EXERCISE REQUIREMENTS: Can you convert the records, starting at the line that contains "outline <item>green leafy foliage</item>" and ending at the final line of the records, into a Markdown table with the columns Row and Line, giving each non-blank line its own numbered row?

══════

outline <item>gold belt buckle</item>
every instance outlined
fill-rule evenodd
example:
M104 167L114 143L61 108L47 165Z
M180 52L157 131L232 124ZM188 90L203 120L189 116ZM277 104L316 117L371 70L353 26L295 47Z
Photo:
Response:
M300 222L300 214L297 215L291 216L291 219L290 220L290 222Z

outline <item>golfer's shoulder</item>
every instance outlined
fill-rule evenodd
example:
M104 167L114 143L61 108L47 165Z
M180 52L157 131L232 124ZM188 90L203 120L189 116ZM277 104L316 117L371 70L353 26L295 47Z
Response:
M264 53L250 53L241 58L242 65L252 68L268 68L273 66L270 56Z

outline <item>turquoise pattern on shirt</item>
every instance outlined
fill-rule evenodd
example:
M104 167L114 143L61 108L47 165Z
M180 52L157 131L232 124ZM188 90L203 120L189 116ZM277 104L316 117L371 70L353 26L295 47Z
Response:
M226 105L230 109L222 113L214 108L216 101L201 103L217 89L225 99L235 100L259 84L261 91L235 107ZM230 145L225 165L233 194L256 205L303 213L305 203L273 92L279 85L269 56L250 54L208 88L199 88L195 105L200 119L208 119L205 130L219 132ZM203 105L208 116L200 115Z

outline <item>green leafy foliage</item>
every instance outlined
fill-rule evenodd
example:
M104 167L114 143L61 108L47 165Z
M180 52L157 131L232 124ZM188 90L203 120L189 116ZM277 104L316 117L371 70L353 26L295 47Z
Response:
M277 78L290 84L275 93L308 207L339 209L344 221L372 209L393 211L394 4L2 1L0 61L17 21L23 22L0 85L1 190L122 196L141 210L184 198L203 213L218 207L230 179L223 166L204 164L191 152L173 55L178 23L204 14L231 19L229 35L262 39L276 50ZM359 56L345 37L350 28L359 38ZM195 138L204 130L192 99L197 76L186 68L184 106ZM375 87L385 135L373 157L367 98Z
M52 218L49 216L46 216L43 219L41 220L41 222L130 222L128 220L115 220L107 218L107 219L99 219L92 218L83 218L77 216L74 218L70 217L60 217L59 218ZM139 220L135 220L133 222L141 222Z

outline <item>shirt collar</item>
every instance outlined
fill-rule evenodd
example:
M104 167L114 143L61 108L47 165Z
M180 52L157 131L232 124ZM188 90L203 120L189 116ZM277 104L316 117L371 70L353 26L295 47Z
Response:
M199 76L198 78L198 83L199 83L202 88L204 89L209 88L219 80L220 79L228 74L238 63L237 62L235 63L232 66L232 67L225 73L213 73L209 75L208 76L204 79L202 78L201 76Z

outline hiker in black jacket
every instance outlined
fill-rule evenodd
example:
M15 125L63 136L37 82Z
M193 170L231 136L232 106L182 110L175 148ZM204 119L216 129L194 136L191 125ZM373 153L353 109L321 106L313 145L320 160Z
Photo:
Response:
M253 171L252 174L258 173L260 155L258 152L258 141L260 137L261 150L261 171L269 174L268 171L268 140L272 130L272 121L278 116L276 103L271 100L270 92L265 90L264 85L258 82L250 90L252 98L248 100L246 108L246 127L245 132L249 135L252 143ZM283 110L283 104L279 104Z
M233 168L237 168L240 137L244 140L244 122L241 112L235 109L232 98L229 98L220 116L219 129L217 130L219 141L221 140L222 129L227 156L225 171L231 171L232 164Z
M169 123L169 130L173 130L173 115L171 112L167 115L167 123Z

══════

SOLUTION:
| Row | Line |
|---|---|
| 1 | outline <item>green leafy foliage</item> |
| 2 | every instance outlined |
| 3 | fill-rule evenodd |
| 4 | example: |
| 5 | M104 167L114 143L61 108L47 165Z |
| 6 | M180 52L157 131L232 124ZM188 90L203 120L189 116ZM277 104L316 117L371 70L353 26L295 47Z |
| 7 | Response: |
| 8 | M277 78L290 84L275 93L308 207L339 209L344 221L372 209L393 211L394 4L2 1L0 61L17 21L23 22L0 85L1 190L122 196L141 210L184 198L203 213L218 207L230 179L223 166L204 164L191 152L173 55L178 23L204 14L231 19L229 35L262 39L276 50ZM359 56L345 37L350 28L359 38ZM195 138L204 130L192 99L197 76L186 68L184 106ZM375 87L385 135L373 157L367 98Z |
| 9 | M52 218L49 216L46 216L43 219L41 220L41 222L130 222L128 220L115 220L107 218L107 219L99 219L92 218L83 218L77 216L74 218L70 217L60 217L59 218ZM139 220L135 220L133 222L141 222Z |
| 10 | outline <item>shirt collar</item> |
| 11 | every instance outlined |
| 12 | fill-rule evenodd |
| 13 | example: |
| 14 | M104 167L114 143L61 108L47 165Z |
| 15 | M180 52L157 131L232 124ZM188 90L203 120L189 116ZM277 104L316 117L371 70L353 26L295 47Z |
| 16 | Response: |
| 17 | M199 76L198 78L198 83L199 83L202 88L204 89L209 88L219 80L220 79L228 74L238 63L237 62L235 63L232 66L232 67L225 73L213 73L209 75L208 76L204 79L202 78L201 76Z |
| 18 | outline hiker in black jacket |
| 19 | every instance outlined |
| 20 | fill-rule evenodd |
| 21 | example: |
| 22 | M15 125L63 136L37 82Z |
| 23 | M193 170L231 136L232 106L182 110L175 148ZM204 119L216 129L194 136L191 125ZM373 153L353 109L321 106L313 145L320 160Z |
| 24 | Photo: |
| 25 | Response: |
| 26 | M253 171L252 174L258 173L260 155L258 152L258 141L260 137L261 150L261 171L269 174L268 171L268 140L272 130L272 121L278 116L276 103L271 100L270 92L265 90L264 85L258 82L250 90L252 98L248 100L246 108L246 127L245 132L249 135L252 143ZM283 110L283 104L279 104Z |
| 27 | M233 168L237 168L240 137L244 140L244 122L241 112L235 109L232 98L229 98L220 116L219 129L217 130L219 141L221 140L222 129L227 156L225 171L231 171L232 164Z |
| 28 | M169 123L169 130L173 130L173 115L171 112L167 115L167 123Z |